In the text about writing scripts for Wikipedia, what generates the HTML code from an article's wiki-markup?

Supplied text:
(begin)

Scripts are also not hard to write! You need to know some HTML tags, and you have to learn how browsers represent the HTML internally, in a so-called DOM tree. Once you've learned those things, and mastered a few commands in JavaScript, you can do anything. There's already a WikiProject devoted to scripts, but this essay was written in the hope that Wikipedians might appreciate a slightly simpler introduction to scripts. Please let me know if something is unclear or incorrect.
Wiki markup, HTML code and the DOM tree
Wikipedia articles can be represented in three forms: as wiki-markup, as HTML and as a DOM tree. This section explains the difference, and how you can see and modify the same article in each of its forms.
Wiki-markup
A typical article on Wikipedia is written in standard wiki-markup. For example, bold-faced words are written as '''bold-faced words''' contained between three single quotes. I believe this is the form of the article stored in the Wikipedia database. To see and modify the article in this form, you click on the "edit this page" tab at the top of the article.
HTML code
When you request an article from the Wikipedia database, it is returned to you as HTML code. This HTML code is generated by the MediaWiki software from the underlying wiki-markup. You can see this HTML code by clicking on "View page source" or "View source" on your browser. Your browser takes the returned HTML node and renders it for you into the beautiful webpage you see before you. You can modify the HTML code directly using JavaScript, but it's difficult; it's much better and more customary to modify the rendering of the page by manipulating the DOM tree, which is the browser's internal representation of the HTML code.
Here are instructions to view the HTML code in different browsers:
- In Firefox 3, you can type "Ctrl-U" and a pop-up window should appear containing the HTML code. Alternatively, you can click on the "View" menu, which is located in the top menu bar between the "Edit" and "History" menus. Within the View menu, click on the "Page source", which is the next-to-last choice, and the same pop-up window should appear.
- In Opera, typing Ctrl-U also shows the HTML code in a pop-up window. Alternatively, you can click on the "View" menu, which is located in the top menu bar between the "Edit" and "Bookmarks" menus. Within the View menu, click on the "Source", which is the sixth choice, and the same pop-up window should appear.
- In Google Chrome, typing Ctrl-U also shows the HTML code in a pop-up window. Alternatively, you can click on the "control this page" icon to the very right of the search bar. On the resulting submenu, click on "Developer", and on its submenu, click on "View source".

(end)

Provided records:
(begin)

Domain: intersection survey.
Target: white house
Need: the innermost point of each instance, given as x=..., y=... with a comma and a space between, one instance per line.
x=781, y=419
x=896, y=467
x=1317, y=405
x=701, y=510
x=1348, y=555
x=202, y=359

(end)
(begin)

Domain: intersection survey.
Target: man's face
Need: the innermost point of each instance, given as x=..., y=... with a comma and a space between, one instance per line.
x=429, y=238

(end)
(begin)

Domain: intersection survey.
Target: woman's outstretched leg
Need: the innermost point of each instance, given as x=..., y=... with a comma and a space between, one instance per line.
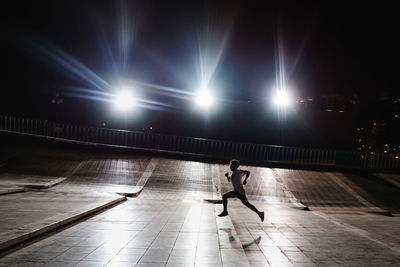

(end)

Response for this exercise: The MediaWiki software.